> Extract to read:
------
Singling out signatures of attention



The human brain is a complex organ with over 80 billion neurons. But it can still trip up when it comes to multitasking. Trying to send an email at the same time as talking to someone can almost be enough to short-circuit our synapses, leaving us distracted and prone to making mistakes.

 



“The brain is a very large, complex, connected network, but even with simple things, bottlenecks happen. It’s very hard to do two unpractised actions at the same time,” explains Sridharan Devarajan, Associate Professor at the Centre for Neuroscience, Indian Institute of Science (IISc).

Sridharan has long been fascinated by attention – how our brain decides to focus on one specific object in front of us and not get distracted by other objects in the background. In two recent studies, his team has teased out distinct brain regions and mechanisms involved in our ability to pay attention. Such insights can help scientists better understand and treat attention-related brain disorders.

Until recently, scientists assumed that attention was a unitary phenomenon. But research in Sridharan’s lab and others’ has shown that this is not the case – we now know that there are at least two components or parts of attention that can be quantified, called sensitivity and bias.

“When you pay attention to something, the brain processes information from it better and extracts useful content from that information – this aspect of attention is what we call sensitivity,” explains Sridharan. “Bias is the brain deciding that some information is more important than others for making decisions.”

Imagine driving a car down a busy road (which is almost everywhere in Bengaluru). Your eyes may spot many different objects, bombarding your brain with myriad visual sensory inputs. But your brain chooses to focus on the car right in front of you. Therefore, it keenly tracks this car to pick out its every movement – this is sensitivity. Simultaneously, your brain decides that cars on the other lane are not important for your decision-making and selectively filters out information from them – this is bias.

In a recent paper published in Nature Communications, Sridharan and his group have shown that a particular region of the brain, called the right posterior parietal cortex (rPCC), specifically regulates the bias component of attention. They zeroed in on rPCC because clinical studies had shown that patients who suffered a stroke in this region completely neglected objects on one side of their visual world.
------
(Referring expression data)
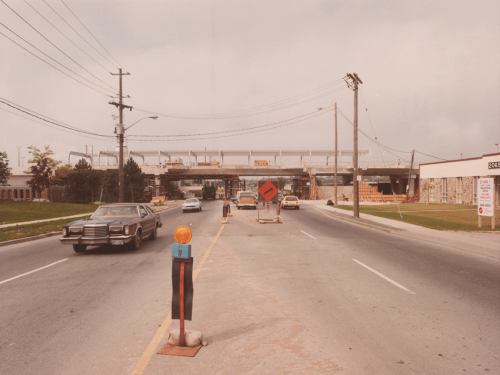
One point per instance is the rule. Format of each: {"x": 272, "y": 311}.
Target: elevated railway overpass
{"x": 174, "y": 165}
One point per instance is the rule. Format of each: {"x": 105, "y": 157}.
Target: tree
{"x": 134, "y": 180}
{"x": 4, "y": 168}
{"x": 83, "y": 183}
{"x": 40, "y": 180}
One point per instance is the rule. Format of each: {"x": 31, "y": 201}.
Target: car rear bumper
{"x": 80, "y": 240}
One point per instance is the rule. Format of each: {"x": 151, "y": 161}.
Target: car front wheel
{"x": 136, "y": 242}
{"x": 79, "y": 248}
{"x": 153, "y": 236}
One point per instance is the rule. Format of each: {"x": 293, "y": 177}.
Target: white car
{"x": 191, "y": 204}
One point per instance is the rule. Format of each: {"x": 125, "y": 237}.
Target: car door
{"x": 148, "y": 220}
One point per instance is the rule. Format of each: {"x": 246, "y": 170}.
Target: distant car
{"x": 114, "y": 224}
{"x": 290, "y": 202}
{"x": 191, "y": 204}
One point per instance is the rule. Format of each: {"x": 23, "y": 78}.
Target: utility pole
{"x": 409, "y": 176}
{"x": 336, "y": 152}
{"x": 355, "y": 193}
{"x": 19, "y": 155}
{"x": 119, "y": 130}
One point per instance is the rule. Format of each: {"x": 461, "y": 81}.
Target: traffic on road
{"x": 314, "y": 294}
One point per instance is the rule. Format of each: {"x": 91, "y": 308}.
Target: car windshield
{"x": 129, "y": 211}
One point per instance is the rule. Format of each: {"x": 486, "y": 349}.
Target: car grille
{"x": 95, "y": 231}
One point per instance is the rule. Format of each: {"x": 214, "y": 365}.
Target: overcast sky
{"x": 430, "y": 72}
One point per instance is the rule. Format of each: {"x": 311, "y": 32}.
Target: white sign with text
{"x": 485, "y": 193}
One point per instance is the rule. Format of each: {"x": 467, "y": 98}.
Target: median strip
{"x": 30, "y": 272}
{"x": 151, "y": 349}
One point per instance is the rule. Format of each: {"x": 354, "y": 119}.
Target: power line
{"x": 435, "y": 157}
{"x": 386, "y": 148}
{"x": 227, "y": 136}
{"x": 50, "y": 126}
{"x": 63, "y": 34}
{"x": 248, "y": 112}
{"x": 57, "y": 62}
{"x": 50, "y": 121}
{"x": 93, "y": 37}
{"x": 233, "y": 131}
{"x": 53, "y": 44}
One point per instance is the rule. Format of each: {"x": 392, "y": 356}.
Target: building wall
------
> Task item A: From the article on attention, list every proper name of a person, institution, city, or journal that it mentions.
> Task item B: Retype everything in the article on attention from "Until recently, scientists" down to "sensitivity and bias.".
The lines above have nothing to do with the work on the article.

> Reply A: Sridharan Devarajan; Centre for Neuroscience; Indian Institute of Science (IISc); Bengaluru; Nature Communications

> Reply B:
Until recently, scientists assumed that attention was a unitary phenomenon. But research in Sridharan’s lab and others’ has shown that this is not the case – we now know that there are at least two components or parts of attention that can be quantified, called sensitivity and bias.